__Stated goal__:
Set down the material below in full, matching it exactly.

__Data for this exercise__:
—————

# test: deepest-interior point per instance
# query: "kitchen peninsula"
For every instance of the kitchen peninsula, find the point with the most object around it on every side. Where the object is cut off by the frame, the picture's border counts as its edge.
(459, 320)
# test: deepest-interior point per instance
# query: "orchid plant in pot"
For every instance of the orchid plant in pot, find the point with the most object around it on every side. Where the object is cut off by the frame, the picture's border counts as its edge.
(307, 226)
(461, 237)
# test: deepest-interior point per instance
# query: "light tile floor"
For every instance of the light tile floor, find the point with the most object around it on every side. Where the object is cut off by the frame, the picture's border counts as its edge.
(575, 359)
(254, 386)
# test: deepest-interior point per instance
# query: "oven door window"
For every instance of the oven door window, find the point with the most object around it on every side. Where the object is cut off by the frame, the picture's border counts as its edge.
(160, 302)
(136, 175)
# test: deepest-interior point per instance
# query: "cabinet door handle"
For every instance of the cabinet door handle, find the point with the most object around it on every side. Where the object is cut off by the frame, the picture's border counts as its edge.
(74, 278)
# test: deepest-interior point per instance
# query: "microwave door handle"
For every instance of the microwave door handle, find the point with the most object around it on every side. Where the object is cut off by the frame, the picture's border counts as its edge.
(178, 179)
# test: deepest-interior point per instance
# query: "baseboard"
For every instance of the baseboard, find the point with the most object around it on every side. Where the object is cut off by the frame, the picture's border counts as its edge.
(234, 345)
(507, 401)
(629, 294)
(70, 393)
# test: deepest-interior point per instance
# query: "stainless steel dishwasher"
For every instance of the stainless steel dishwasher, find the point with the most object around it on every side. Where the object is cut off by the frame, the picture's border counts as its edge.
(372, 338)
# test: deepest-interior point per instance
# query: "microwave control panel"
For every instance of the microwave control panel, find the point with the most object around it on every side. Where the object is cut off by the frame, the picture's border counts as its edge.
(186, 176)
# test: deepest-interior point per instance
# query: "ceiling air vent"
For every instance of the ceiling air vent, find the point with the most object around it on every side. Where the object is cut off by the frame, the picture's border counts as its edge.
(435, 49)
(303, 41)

—————

__Answer for the task__:
# test: deepest-interior point per instance
# query: "kitchen peninsula"
For every instance of the kitchen peninsula, find the point with the most object around it on every side. Where the object is cut off by the frame, the picture's border counts as its edge.
(459, 320)
# test: deepest-interior point per instance
# query: "orchid plant in pot"
For every instance of the orchid plant in pot, find the point with the most object around it on every side. Where the object is cut off by the frame, the picture's border counts as its edge.
(307, 226)
(461, 237)
# test: deepest-interior point per instance
# query: "light tile floor"
For every instance of the light tile floor, find the point with the most object around it on every side. Where the object is cut off by the frame, the picture's border counts as its edge.
(575, 359)
(254, 386)
# test: deepest-interior point per instance
# query: "oven door window"
For every instance of the oven door window, find the point with the most object around it on every side. Where the object is cut off by the frame, the picture's border counts as its edge.
(160, 302)
(136, 175)
# test: deepest-interior point per instance
# query: "cabinet door handle"
For every instance of the cabinet door handle, find the point with the most object around it on every side. Where the object is cut off by the frame, the picture's border counts as its edge.
(74, 278)
# test: deepest-interior point per instance
# query: "microwave door handle"
For every instance of the microwave door handle, find the point with the most object around it on every side. Where the object is cut off by the frame, the picture's border counts as its edge.
(178, 179)
# test: deepest-interior point per instance
# query: "baseboard"
For every instance of the baseboard, find the point with the most object around it on every side. Where the object is cut off by the frame, the picture's border counts as its edge.
(234, 345)
(507, 401)
(629, 294)
(70, 393)
# test: deepest-interior point per instance
# query: "stainless steel dishwasher"
For every instance of the stainless steel dishwasher, find the point with the most object around it on every side. Where the object is cut off by the frame, the picture's border counts as its edge.
(372, 338)
# test: deepest-interior point per instance
# query: "microwave control panel"
For every instance of the microwave control panel, find the point with the most object around it on every side. Where the object is cut off by the frame, the picture's border counts as its edge.
(186, 176)
# test: deepest-interior point per instance
# query: "ceiling air vent"
For every instance of the ceiling air vent, find the point with the most object around it on every side. Where the object is cut off by the frame, the picture's border counts as its edge.
(435, 49)
(303, 41)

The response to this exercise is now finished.